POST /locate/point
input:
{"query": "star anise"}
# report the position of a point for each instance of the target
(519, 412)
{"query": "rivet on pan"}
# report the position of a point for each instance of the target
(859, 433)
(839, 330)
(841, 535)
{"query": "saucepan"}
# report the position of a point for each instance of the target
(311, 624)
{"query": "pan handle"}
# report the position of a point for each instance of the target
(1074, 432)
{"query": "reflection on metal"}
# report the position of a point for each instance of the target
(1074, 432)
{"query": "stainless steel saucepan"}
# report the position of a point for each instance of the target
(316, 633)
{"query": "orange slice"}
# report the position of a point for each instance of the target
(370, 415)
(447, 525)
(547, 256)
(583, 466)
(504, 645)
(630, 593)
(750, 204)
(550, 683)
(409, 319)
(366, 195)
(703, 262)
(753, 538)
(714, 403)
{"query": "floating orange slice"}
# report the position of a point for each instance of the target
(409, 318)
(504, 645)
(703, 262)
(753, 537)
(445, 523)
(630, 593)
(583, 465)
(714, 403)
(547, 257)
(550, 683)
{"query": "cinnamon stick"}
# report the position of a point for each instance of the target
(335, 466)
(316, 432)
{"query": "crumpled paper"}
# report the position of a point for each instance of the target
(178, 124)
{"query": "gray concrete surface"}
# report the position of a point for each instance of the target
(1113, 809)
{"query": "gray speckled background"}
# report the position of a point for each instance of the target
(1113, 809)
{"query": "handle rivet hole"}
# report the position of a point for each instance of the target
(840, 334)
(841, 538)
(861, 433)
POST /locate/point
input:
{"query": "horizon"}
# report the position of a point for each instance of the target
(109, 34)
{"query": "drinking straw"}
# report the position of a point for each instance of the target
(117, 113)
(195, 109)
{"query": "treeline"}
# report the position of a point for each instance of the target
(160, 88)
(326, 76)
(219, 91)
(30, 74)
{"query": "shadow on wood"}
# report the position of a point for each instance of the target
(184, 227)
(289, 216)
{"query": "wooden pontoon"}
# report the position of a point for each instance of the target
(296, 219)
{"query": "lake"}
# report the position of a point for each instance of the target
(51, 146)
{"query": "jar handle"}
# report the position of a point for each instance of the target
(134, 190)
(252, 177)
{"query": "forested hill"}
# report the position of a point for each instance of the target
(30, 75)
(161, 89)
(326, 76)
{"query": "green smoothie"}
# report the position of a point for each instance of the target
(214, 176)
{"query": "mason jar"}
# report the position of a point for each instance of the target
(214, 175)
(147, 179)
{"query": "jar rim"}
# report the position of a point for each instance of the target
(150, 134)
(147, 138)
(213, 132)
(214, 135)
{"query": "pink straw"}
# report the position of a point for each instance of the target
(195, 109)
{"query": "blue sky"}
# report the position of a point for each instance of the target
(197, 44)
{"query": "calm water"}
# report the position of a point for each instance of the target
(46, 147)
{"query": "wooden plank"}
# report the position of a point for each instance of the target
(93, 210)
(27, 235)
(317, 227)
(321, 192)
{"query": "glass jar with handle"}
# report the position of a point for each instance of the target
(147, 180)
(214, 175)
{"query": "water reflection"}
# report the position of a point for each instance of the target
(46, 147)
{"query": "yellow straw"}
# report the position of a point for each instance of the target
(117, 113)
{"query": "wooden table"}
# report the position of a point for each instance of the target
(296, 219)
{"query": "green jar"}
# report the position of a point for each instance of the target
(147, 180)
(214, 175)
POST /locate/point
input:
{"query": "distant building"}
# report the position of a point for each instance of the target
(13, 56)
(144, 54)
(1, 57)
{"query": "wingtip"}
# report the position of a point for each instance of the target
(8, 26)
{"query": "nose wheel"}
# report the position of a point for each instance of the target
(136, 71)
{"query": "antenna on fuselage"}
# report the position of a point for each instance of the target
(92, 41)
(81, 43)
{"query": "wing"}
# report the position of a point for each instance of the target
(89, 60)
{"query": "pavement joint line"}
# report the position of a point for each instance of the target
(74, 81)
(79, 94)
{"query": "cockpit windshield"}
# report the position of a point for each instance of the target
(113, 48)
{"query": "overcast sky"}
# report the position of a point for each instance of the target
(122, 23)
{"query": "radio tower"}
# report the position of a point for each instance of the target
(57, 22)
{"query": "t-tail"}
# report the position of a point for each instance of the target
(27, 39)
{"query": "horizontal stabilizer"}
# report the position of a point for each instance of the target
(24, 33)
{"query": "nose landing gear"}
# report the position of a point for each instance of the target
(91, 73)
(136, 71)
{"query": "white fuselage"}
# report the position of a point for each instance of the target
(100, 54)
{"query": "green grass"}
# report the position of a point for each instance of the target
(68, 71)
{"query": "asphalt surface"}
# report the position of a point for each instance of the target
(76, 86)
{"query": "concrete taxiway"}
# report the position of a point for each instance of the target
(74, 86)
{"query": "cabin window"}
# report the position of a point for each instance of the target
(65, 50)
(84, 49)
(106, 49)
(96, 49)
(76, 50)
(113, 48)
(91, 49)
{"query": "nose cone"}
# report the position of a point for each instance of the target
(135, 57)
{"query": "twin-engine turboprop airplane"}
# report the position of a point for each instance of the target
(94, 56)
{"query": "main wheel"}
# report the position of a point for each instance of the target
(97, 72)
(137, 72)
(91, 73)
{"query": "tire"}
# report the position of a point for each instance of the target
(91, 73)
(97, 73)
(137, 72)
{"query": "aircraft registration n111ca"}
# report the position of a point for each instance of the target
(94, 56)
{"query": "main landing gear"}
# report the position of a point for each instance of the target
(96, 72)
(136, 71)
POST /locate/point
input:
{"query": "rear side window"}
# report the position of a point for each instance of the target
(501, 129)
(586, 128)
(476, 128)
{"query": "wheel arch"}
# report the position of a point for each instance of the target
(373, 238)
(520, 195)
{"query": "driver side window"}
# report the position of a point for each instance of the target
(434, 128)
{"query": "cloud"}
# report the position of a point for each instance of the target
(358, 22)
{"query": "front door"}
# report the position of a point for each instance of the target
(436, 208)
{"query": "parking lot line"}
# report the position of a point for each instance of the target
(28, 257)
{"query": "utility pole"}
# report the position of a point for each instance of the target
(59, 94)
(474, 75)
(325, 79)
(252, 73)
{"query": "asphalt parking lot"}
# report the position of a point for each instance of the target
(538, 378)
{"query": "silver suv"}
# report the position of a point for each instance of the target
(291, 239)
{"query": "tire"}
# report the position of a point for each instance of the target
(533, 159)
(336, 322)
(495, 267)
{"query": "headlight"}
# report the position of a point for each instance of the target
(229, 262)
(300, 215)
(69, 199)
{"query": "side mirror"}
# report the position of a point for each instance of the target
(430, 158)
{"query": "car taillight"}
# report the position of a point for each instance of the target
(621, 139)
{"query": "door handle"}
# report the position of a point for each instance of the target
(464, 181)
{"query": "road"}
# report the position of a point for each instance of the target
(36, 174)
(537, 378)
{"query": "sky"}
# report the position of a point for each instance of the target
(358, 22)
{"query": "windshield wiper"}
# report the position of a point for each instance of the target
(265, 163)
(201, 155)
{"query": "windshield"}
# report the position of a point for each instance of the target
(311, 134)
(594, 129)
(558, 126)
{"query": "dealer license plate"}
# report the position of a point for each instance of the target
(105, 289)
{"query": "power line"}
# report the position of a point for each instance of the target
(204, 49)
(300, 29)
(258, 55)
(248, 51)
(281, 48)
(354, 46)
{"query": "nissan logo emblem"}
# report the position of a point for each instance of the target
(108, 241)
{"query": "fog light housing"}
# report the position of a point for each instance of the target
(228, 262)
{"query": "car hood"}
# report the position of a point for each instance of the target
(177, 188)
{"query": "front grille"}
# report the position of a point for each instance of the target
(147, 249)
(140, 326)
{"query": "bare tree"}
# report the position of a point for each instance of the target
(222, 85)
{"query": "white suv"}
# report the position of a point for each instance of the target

***

— Work to complete —
Take the data above and return it exactly.

— Exercise answer —
POST /locate/point
input:
{"query": "star anise"}
# report the position of a point for each instance of the target
(519, 412)
{"query": "rivet on pan"}
# report the position of a point for each instance of the target
(859, 433)
(839, 330)
(841, 535)
{"query": "saucepan"}
# report the position of a point for each instance of the target
(311, 624)
{"query": "pan handle"}
# report the position of a point for each instance of the target
(1074, 432)
{"query": "reflection on metal"}
# report the position of a point for each instance of the target
(1074, 432)
{"query": "stainless steel saucepan"}
# report the position of a point for each instance of the target
(316, 633)
{"query": "orange slice"}
# report the position of a point for each instance of the target
(370, 415)
(447, 525)
(547, 256)
(583, 466)
(504, 645)
(630, 593)
(750, 204)
(550, 683)
(409, 319)
(366, 195)
(703, 262)
(753, 538)
(714, 403)
{"query": "floating orange slice"}
# report the position of a point for each instance of the target
(409, 318)
(504, 645)
(703, 262)
(753, 537)
(445, 523)
(630, 593)
(583, 465)
(714, 403)
(547, 257)
(550, 683)
{"query": "cinnamon stick"}
# report the position of a point for each instance of the target
(335, 466)
(316, 432)
{"query": "crumpled paper"}
# report the position of a point for each instance of the target
(178, 124)
{"query": "gray concrete surface"}
# report the position of a point for each instance of the target
(1113, 809)
{"query": "gray speckled background"}
# report the position of a point for each instance of the target
(1113, 809)
{"query": "handle rivet hole"}
# report the position of a point for each instance of the target
(840, 334)
(841, 538)
(861, 433)
POST /locate/point
input:
{"query": "horizon"}
# report the position of a point for each instance of the target
(109, 34)
{"query": "drinking straw"}
# report the position of a point for each instance of the target
(117, 113)
(195, 109)
{"query": "treeline"}
# report the position of a point for each instance of the target
(160, 88)
(326, 76)
(219, 91)
(30, 74)
{"query": "shadow on wood"}
# report the position of a point for each instance of the target
(184, 227)
(289, 216)
{"query": "wooden pontoon"}
# report the position of a point for each instance of the target
(296, 219)
{"query": "lake"}
# report the position of a point for each instance of the target
(51, 146)
{"query": "jar handle"}
# report the position of a point for each instance of the target
(134, 190)
(252, 177)
{"query": "forested hill"}
# report the position of a point for each instance of the target
(30, 75)
(161, 89)
(326, 76)
{"query": "green smoothie"}
# report the position of a point for each instance of the target
(214, 176)
{"query": "mason jar"}
# report the position of a point for each instance of the target
(214, 175)
(147, 179)
{"query": "jar rim"}
# report the position of a point for each instance of the target
(150, 134)
(147, 138)
(213, 132)
(214, 135)
{"query": "pink straw"}
# report the position of a point for each instance of the target
(195, 109)
{"query": "blue sky"}
# report the position of a point for each instance of the target
(197, 44)
{"query": "calm water"}
# report the position of a point for each instance of the target
(46, 147)
{"query": "wooden plank"}
# report the position of a point for each instance of the target
(93, 210)
(27, 235)
(317, 227)
(321, 192)
{"query": "glass jar with handle"}
# report the position of a point for each instance of the target
(147, 180)
(214, 175)
{"query": "water reflection"}
# report the position of a point for each instance of the target
(46, 147)
{"query": "yellow straw"}
# report the position of a point for each instance of the target
(117, 113)
{"query": "wooden table"}
# report the position of a point for each instance of the target
(296, 219)
{"query": "green jar"}
# report the position of a point for each instance of the target
(147, 180)
(214, 175)
POST /locate/point
input:
{"query": "distant building"}
# report the position of a point for each instance of the target
(13, 56)
(144, 54)
(1, 57)
{"query": "wingtip"}
# report the position of a point for each instance of the target
(8, 26)
{"query": "nose wheel"}
# report the position of a point for each instance of the target
(136, 71)
{"query": "antenna on fuselage"}
# report the position of a point for each instance of the target
(92, 41)
(81, 43)
{"query": "wing"}
# report the position of a point for each instance of the target
(89, 60)
{"query": "pavement joint line"}
# report the position of a point for each instance of the target
(74, 81)
(79, 94)
{"query": "cockpit windshield"}
# report the position of a point for each instance of the target
(113, 48)
{"query": "overcast sky"}
# report the position of a point for each instance of the target
(122, 23)
{"query": "radio tower"}
# report the position of a point for each instance of the target
(57, 22)
{"query": "t-tail"}
# report the position of a point for each instance of the target
(27, 39)
{"query": "horizontal stabilizer"}
# report the position of a point for each instance of the target
(24, 33)
{"query": "nose landing gear"}
# report the position of a point for each instance of the target
(91, 73)
(136, 71)
{"query": "white fuselage"}
# report the position of a point for each instance of the target
(100, 54)
{"query": "green grass"}
# report the position of a point for each instance of the target
(68, 71)
{"query": "asphalt surface"}
# report the position of a point for each instance of the target
(76, 86)
{"query": "concrete taxiway"}
# report the position of a point for each instance of the target
(74, 86)
{"query": "cabin window"}
# report the position of a point for each instance of the target
(65, 50)
(84, 49)
(106, 49)
(96, 49)
(76, 50)
(113, 48)
(91, 49)
{"query": "nose cone"}
# report the position of a point for each instance of the target
(135, 57)
{"query": "twin-engine turboprop airplane"}
# report the position of a point for each instance of the target
(94, 56)
{"query": "main wheel"}
# report the position of a point for each instance of the target
(97, 72)
(137, 72)
(91, 73)
{"query": "tire"}
# report the position of a point for each instance of the target
(91, 73)
(97, 73)
(137, 72)
{"query": "aircraft registration n111ca"}
# report the position of a point for each instance of the target
(94, 56)
{"query": "main landing gear"}
# report the position of a point for each instance of the target
(96, 72)
(136, 71)
POST /locate/point
input:
{"query": "rear side window"}
# report the position of a point for each instance of the target
(501, 129)
(586, 128)
(476, 128)
{"query": "wheel arch"}
# report the position of a point for each instance of the target
(373, 238)
(520, 195)
{"query": "driver side window"}
# report the position of a point for each instance of the target
(434, 128)
{"query": "cloud"}
# report the position of a point for each instance of the target
(358, 22)
{"query": "front door"}
# report the position of a point for each instance of the target
(436, 208)
{"query": "parking lot line"}
# report the position of a point for each instance of the target
(28, 257)
{"query": "utility pole"}
# report the position of a point for each instance of the target
(59, 94)
(474, 75)
(325, 79)
(252, 73)
{"query": "asphalt parking lot"}
# report the position of a point for each instance of the target
(538, 378)
{"query": "silver suv"}
# report the position of a point for each instance of the target
(291, 239)
{"query": "tire"}
# report the position of a point for each instance of the target
(533, 159)
(336, 322)
(495, 267)
{"query": "headlight"}
# report the position of a point for each instance of the target
(229, 262)
(300, 215)
(69, 199)
{"query": "side mirror"}
# report the position of a point for each instance of the target
(430, 158)
{"query": "car taillight"}
# report the position of a point for each instance of the target
(621, 139)
{"query": "door handle"}
# report the position of a point for each instance of the target
(464, 181)
{"query": "road"}
# report the position of a point for each instance of the target
(36, 174)
(537, 378)
{"query": "sky"}
# report the position of a point for each instance of the target
(358, 22)
{"query": "windshield wiper"}
# report the position of a point for each instance of the target
(265, 163)
(201, 155)
{"query": "windshield"}
# report the position of a point for each instance of the target
(311, 134)
(594, 129)
(558, 126)
{"query": "dealer license plate"}
# report the position of a point for each instance of the target
(105, 289)
{"query": "power line"}
# report the position of a point for each instance of the target
(204, 49)
(300, 29)
(258, 55)
(248, 51)
(281, 48)
(354, 46)
{"query": "nissan logo emblem"}
# report the position of a point for each instance of the target
(108, 241)
{"query": "fog light housing"}
# report the position of a point for each instance of the target
(228, 262)
{"query": "car hood"}
# report the position of a point for each instance of the target
(177, 188)
{"query": "front grille"}
# report the position of a point for each instance of the target
(147, 249)
(140, 326)
{"query": "bare tree"}
# report the position of a point for each instance of the target
(222, 85)
{"query": "white suv"}
# report the position of a point for each instance of the target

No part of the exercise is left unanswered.